» **Problem details**: Restate the listing below with no word altered.
···
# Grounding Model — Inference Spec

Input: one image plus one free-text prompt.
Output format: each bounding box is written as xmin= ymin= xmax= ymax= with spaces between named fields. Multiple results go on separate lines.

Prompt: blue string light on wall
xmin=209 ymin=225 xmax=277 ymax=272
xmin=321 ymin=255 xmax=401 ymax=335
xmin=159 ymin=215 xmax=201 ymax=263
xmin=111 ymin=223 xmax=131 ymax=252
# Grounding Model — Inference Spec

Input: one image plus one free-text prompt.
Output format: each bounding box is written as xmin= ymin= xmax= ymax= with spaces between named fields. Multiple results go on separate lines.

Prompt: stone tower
···
» **Solution**:
# Grounding Model — Inference Spec

Input: one image plus one free-text prompt.
Output format: each bounding box is written as xmin= ymin= xmax= ymax= with spaces between named fields. Multiple results go on separate lines.

Prompt: blue string light on wall
xmin=209 ymin=225 xmax=277 ymax=272
xmin=321 ymin=255 xmax=401 ymax=335
xmin=159 ymin=215 xmax=201 ymax=263
xmin=111 ymin=223 xmax=131 ymax=252
# Grounding Model — Inference Spec

Input: one image plus one free-text prompt.
Output format: each bounding box is written as xmin= ymin= xmax= ymax= with spaces between named fields. Multiple results go on separate lines.

Prompt: stone tower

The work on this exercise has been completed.